▸ **Excerpt to read**
+---+

Paragraph 2 - The Company may provide sureties or guarantees in business of its interest, being forbidden those for mere favor.

 

ARTICLE 3 – The Company's term duration is indefinite.

 

CHAPTER II

CAPITAL STOCK AND SHARES

 

ARTICLE 4 – The Company's capital stock is R$2,511,167,813.73 (two billion, five hundred and eleven million, one hundred and sixty-seven thousand, eight hundred and thirteen Reais and seventy-three cents), fully subscribed and paid in, divided into 490,174,859 (four hundred and ninety million, one hundred and seventy-four thousand, eight hundred and fifty nine) common shares, all of them registered, book-entry shares with no par value.

 

Paragraph 1 - The shares representing the capital stock are indivisible in relation to the Company, and each common share entitles its holder the right to cast one vote at General Meetings.

 

Paragraph 2 - The shares will be in book-entry form and will be kept in deposit accounts in the name of their holders, at the authorized financial institution that the Company determines, and no certificates will be issued.

 

Paragraph 3 - The cost of services for transferring ownership of book-entry shares to be charged by the depositary financial institution may be passed on to the corresponding shareholder, pursuant to Article 35, paragraph 3 of Brazilian Law No. 6,404/76, subject to the maximum limits set by the Brazilian Securities and Exchange Commission (CVM).

 
 

 

Paragraph 4 - The Company may not issue preferred shares and founders' shares.

 

ARTICLE 5 - The Company is authorized to increase its capital stock up to the limit of 800,000,000 (eight hundred million) common shares upon resolution of the Board of Directors and regardless of any amendment to the Company's bylaws.

 

Paragraph 1 - The limit of the Company's authorized capital can be changed only upon a decision made by the General Meeting.

 

Paragraph 2 - The Company, within the limit of the authorized capital and complying with the plan approved by the General Meeting, may grant a stock option purchase plan to its management members, or employees, or even to individuals who provide services thereto.

 

ARTICLE 6 - Issuance of shares, subscription warrants, or debentures convertible into shares up to the limit of THE authorized capital, may be approved by the Board of Directors, excluding or reducing the time term for exercising the preemptive right, as provided for in Article 172 of Law no. 6,404/76.

 

Sole Paragraph - Except as provided for in the "caption" of this Article, shareholders will have the right of first refusal, in proportion to the number of shares held by them, to subscribe the Company's capital increases, and the exercise of this right will be governed by the applicable legislation.

+---+

▸ **Listing**
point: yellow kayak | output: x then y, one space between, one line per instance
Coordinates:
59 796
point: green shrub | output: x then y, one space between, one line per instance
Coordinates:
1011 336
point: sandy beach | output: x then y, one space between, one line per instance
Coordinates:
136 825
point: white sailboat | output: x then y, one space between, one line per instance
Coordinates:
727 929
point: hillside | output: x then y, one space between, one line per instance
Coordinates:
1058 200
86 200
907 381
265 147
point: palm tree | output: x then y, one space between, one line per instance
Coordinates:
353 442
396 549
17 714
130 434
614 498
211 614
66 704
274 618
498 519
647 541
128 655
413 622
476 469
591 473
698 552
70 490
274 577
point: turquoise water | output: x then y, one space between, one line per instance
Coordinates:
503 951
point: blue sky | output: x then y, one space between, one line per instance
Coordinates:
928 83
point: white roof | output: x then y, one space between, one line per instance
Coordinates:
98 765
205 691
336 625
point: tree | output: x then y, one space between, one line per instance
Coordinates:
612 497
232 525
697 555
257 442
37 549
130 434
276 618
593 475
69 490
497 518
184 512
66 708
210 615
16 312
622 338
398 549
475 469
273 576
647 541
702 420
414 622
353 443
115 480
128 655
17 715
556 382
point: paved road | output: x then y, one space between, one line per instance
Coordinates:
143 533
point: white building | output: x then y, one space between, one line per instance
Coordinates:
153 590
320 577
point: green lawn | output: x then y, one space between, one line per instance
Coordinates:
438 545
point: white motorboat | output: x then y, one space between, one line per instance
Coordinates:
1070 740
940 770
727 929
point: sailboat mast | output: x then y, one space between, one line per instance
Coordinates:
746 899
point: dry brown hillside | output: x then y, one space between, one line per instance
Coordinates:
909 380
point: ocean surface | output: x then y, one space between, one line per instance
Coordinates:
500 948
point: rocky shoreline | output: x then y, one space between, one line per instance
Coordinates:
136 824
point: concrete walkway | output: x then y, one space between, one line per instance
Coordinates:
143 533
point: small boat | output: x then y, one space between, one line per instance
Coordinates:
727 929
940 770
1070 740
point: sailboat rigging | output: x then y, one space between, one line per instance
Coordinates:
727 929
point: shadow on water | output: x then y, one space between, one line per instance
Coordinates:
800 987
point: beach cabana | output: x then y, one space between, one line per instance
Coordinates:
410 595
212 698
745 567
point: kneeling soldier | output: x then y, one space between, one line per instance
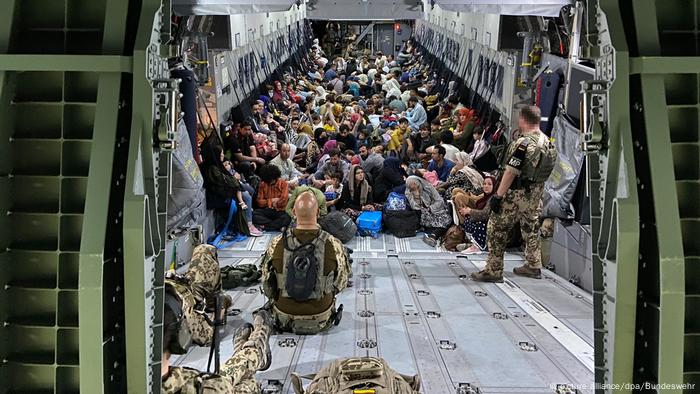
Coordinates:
303 270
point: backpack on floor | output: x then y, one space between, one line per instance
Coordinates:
455 235
395 202
339 225
233 276
402 224
369 223
357 375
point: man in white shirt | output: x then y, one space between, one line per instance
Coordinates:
286 166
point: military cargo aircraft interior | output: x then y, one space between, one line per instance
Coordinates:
362 196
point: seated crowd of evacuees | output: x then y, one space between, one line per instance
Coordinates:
354 131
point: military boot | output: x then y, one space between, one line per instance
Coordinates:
262 320
486 276
524 270
240 337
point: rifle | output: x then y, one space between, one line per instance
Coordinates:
218 322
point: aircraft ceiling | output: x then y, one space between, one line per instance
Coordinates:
369 9
229 7
506 7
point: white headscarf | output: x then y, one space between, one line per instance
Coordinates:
474 176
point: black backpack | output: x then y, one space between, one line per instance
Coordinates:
339 225
302 269
402 224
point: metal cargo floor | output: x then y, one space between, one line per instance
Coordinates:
414 306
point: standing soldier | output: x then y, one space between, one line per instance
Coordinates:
529 162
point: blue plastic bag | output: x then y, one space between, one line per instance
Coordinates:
369 224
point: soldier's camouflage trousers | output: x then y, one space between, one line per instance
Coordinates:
248 356
523 206
237 375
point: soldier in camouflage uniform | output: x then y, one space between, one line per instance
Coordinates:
318 312
251 353
516 200
194 291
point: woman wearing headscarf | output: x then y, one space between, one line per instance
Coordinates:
391 178
462 176
325 153
222 187
476 219
278 95
313 150
435 216
357 194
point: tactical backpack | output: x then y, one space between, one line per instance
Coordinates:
303 276
233 276
339 225
355 375
545 165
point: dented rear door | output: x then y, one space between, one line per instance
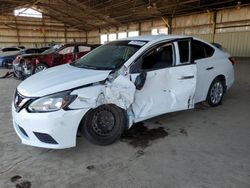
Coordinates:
169 87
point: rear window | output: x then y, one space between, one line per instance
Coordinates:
201 50
184 51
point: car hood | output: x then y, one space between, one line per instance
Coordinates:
59 78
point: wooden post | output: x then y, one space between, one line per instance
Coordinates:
214 15
44 31
65 34
139 28
17 32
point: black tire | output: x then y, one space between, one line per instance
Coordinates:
40 67
104 125
216 92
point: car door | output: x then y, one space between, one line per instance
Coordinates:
170 81
206 68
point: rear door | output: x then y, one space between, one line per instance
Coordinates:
206 68
170 80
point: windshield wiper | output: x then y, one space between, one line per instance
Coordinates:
86 66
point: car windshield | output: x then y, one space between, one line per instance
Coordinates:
51 49
109 56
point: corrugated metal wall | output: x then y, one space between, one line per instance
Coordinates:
237 43
36 32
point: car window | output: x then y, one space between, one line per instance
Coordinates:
184 51
31 51
201 50
156 58
67 50
109 56
84 48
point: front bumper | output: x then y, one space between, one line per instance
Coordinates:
56 130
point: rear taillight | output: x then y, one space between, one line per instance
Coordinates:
232 60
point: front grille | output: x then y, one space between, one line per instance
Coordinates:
20 101
45 138
23 131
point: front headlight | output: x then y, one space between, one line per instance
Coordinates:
52 102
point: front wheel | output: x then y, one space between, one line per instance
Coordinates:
104 125
216 92
40 67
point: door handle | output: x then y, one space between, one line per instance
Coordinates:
209 68
186 77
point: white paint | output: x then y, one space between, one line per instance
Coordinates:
164 91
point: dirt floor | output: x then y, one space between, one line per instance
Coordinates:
205 147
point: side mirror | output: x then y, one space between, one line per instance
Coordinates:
140 80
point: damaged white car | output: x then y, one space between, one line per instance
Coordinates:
120 83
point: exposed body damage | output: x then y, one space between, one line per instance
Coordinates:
116 85
120 91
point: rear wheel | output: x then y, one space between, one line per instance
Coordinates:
40 67
104 125
216 92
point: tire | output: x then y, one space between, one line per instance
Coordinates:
104 125
40 67
216 92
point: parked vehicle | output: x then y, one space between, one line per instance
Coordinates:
26 65
120 83
9 49
8 57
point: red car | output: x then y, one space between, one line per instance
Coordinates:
26 65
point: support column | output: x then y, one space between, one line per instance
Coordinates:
65 34
213 20
44 32
168 23
17 32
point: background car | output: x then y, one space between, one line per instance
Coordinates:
7 57
27 65
10 49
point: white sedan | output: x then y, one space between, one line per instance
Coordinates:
120 83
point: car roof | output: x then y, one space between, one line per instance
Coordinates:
155 37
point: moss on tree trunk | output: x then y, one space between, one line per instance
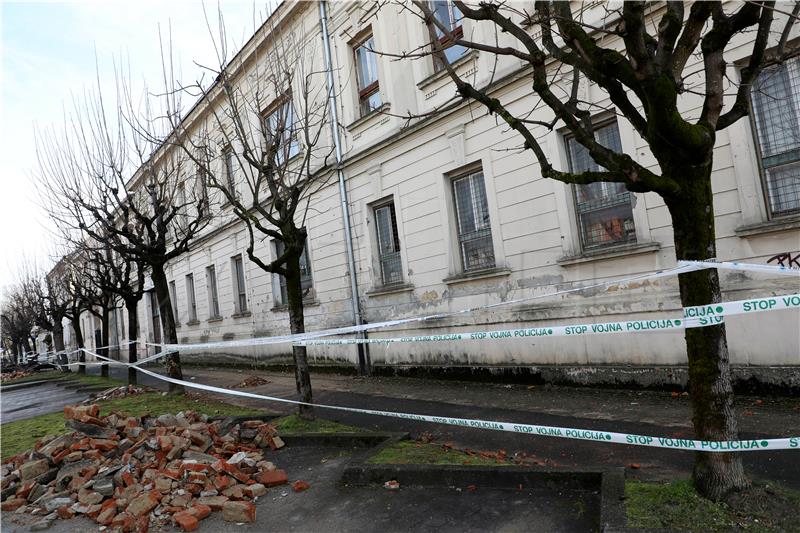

+---+

▸ **Your goal**
Quote the bylaws excerpt, starting at "Paragraph 2 - The shares" and ending at "will be issued.". The records have no connection to the bylaws excerpt.

▸ **Solution for this problem**
Paragraph 2 - The shares will be in book-entry form and will be kept in deposit accounts in the name of their holders, at the authorized financial institution that the Company determines, and no certificates will be issued.